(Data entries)
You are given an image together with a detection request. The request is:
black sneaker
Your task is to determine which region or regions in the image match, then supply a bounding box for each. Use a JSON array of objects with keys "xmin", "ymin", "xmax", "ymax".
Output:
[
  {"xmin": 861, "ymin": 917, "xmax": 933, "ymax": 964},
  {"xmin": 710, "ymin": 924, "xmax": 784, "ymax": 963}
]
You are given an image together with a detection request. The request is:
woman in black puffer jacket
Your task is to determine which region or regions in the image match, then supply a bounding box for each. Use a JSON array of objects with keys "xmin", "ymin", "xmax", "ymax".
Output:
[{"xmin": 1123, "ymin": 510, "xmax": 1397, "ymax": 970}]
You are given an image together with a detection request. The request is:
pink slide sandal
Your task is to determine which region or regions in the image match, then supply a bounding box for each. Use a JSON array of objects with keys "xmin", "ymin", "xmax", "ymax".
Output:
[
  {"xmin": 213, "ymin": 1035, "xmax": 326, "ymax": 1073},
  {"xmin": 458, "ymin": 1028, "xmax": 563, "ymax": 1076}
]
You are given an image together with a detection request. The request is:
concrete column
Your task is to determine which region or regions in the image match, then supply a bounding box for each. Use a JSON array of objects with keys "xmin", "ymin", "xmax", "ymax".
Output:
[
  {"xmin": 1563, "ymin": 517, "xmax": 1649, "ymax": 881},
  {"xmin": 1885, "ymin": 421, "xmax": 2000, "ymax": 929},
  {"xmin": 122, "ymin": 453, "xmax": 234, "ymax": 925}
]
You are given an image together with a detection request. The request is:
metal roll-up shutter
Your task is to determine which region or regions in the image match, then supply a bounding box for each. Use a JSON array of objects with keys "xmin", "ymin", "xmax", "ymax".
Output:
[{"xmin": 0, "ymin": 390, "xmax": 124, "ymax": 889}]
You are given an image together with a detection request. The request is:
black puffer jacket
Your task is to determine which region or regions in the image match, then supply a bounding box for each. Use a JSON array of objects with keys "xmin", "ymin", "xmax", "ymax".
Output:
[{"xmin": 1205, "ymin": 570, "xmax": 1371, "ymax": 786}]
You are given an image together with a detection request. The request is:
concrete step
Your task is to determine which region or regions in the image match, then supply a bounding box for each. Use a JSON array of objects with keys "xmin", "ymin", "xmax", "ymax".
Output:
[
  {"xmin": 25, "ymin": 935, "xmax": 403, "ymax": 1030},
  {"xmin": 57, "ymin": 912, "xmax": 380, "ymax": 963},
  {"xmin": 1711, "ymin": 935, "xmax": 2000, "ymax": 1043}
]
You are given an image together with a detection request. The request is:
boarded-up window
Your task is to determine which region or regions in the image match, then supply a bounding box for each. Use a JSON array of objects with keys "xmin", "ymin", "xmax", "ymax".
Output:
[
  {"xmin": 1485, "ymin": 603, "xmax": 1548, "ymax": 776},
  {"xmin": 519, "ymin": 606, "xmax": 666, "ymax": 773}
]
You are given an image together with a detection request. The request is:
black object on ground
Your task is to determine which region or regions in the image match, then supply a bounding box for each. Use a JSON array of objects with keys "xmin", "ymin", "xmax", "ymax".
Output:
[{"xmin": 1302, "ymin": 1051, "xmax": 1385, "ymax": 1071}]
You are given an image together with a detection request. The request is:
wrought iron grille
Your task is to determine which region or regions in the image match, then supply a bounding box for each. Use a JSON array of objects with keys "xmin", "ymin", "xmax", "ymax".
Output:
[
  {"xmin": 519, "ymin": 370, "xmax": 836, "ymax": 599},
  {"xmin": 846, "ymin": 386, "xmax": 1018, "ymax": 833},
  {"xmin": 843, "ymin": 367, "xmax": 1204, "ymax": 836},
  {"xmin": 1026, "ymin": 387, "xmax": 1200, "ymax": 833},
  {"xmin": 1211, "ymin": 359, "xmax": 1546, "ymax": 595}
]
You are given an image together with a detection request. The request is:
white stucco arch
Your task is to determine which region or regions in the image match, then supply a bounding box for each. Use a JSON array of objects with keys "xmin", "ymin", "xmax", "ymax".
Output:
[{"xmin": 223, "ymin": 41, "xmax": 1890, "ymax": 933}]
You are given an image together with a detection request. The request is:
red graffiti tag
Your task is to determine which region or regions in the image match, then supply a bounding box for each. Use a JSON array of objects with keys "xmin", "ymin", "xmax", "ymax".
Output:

§ WORK INSTRUCTIONS
What do the records say? Quote them all exactly.

§ FINAL ANSWER
You are given an image together with a detection request. The request is:
black sneaker
Your task is to determine which region or regions in the image match, then supply a bounding box for each. Use a JSON array of objects with keys "xmin", "ymin", "xmax", "ymax".
Output:
[
  {"xmin": 861, "ymin": 917, "xmax": 933, "ymax": 964},
  {"xmin": 710, "ymin": 924, "xmax": 784, "ymax": 963}
]
You are given an image together with a detection request. The request is:
woman in black puffer jacket
Your task is to determine which region or regions in the image match, then supply a bounding box for each. Use a JSON array of objects with keys "xmin", "ymin", "xmax", "ymax".
Output:
[{"xmin": 1123, "ymin": 510, "xmax": 1397, "ymax": 970}]
You are given an image together with a detection request. The request is:
pink slide sandal
Your task is to determine which region or regions in the image match, then supply a bounding box for each. Use a JSON array of objects with keys "xmin", "ymin", "xmax", "ymax".
Output:
[
  {"xmin": 213, "ymin": 1035, "xmax": 326, "ymax": 1073},
  {"xmin": 458, "ymin": 1028, "xmax": 563, "ymax": 1076}
]
You are given an image together with a detection request. The request is:
concrete column
Your task is to determine which region or regions in the image match, then supply a bounding box for each. Use a JSON array of objects with keys "xmin", "ymin", "xmax", "ymax".
Output:
[
  {"xmin": 1563, "ymin": 517, "xmax": 1649, "ymax": 881},
  {"xmin": 1885, "ymin": 421, "xmax": 2000, "ymax": 929},
  {"xmin": 122, "ymin": 453, "xmax": 234, "ymax": 925}
]
You are given an image together with a detection request. The request is:
metal roll-up shutter
Your task is to determine which region or regions in the image match, then supply a bounding box for each. Use a JSON array of objects with keys "xmin", "ymin", "xmax", "ymax".
Output:
[{"xmin": 0, "ymin": 390, "xmax": 124, "ymax": 889}]
You are given an image together with a detection request. The request is:
black puffer jacket
Your task is to determine which region or regions in the image match, then supply a bounding box for each. Use a JSON array of objects with keys "xmin", "ymin", "xmax", "ymax".
Output:
[{"xmin": 1205, "ymin": 570, "xmax": 1371, "ymax": 786}]
You are given an image together with a detection request. The request is:
concrete step
Your task is to determine which region or regions in the image match, then supply a bounding box for each. Use a JSON array of objects with keys "xmin", "ymin", "xmax", "ymax".
Output:
[
  {"xmin": 25, "ymin": 935, "xmax": 403, "ymax": 1030},
  {"xmin": 57, "ymin": 912, "xmax": 380, "ymax": 963},
  {"xmin": 1711, "ymin": 935, "xmax": 2000, "ymax": 1043}
]
You are given an image together with a detection request. The request is:
boarded-up window
Your task is to determine which region or regions in the image match, then supply a bounding box for each. Use a JSON array of objects with keys "xmin", "ymin", "xmax", "ymax".
Output:
[
  {"xmin": 1485, "ymin": 603, "xmax": 1548, "ymax": 776},
  {"xmin": 519, "ymin": 606, "xmax": 666, "ymax": 773}
]
You are given an image together with a detection request. The request is:
black object on ground
Your task is to determine which region or regions in the image match, then supply a bounding box for each. Use a JSON array of objects with keys "xmin", "ymin", "xmax", "ymax".
Output:
[{"xmin": 1302, "ymin": 1051, "xmax": 1385, "ymax": 1071}]
You are given an image together with a detection request. The request is:
wrought iron grille
Your task is to determine which region or regions in the image match, then supply a bounding box for each. Use a JSON array of objects with keys "xmin", "ymin", "xmax", "ymax".
Output:
[
  {"xmin": 519, "ymin": 370, "xmax": 836, "ymax": 599},
  {"xmin": 846, "ymin": 386, "xmax": 1018, "ymax": 833},
  {"xmin": 843, "ymin": 367, "xmax": 1204, "ymax": 836},
  {"xmin": 1026, "ymin": 387, "xmax": 1200, "ymax": 833},
  {"xmin": 1211, "ymin": 359, "xmax": 1546, "ymax": 595}
]
You are given an image together with a detection request. The request is:
white stucco arch
Your task is to determine which region or regions in the image match, then supply a bounding box for each. Use a JSON array of objects with keys "xmin", "ymin", "xmax", "ymax".
Output:
[{"xmin": 223, "ymin": 41, "xmax": 1890, "ymax": 933}]
You are given an image together with a detection request. The request is:
red graffiti tag
Your task is to determine which region or regions in the image match, then supply a bounding box for each. Use a JSON array of objects with keys "xmin", "ymin", "xmax", "ymax".
Output:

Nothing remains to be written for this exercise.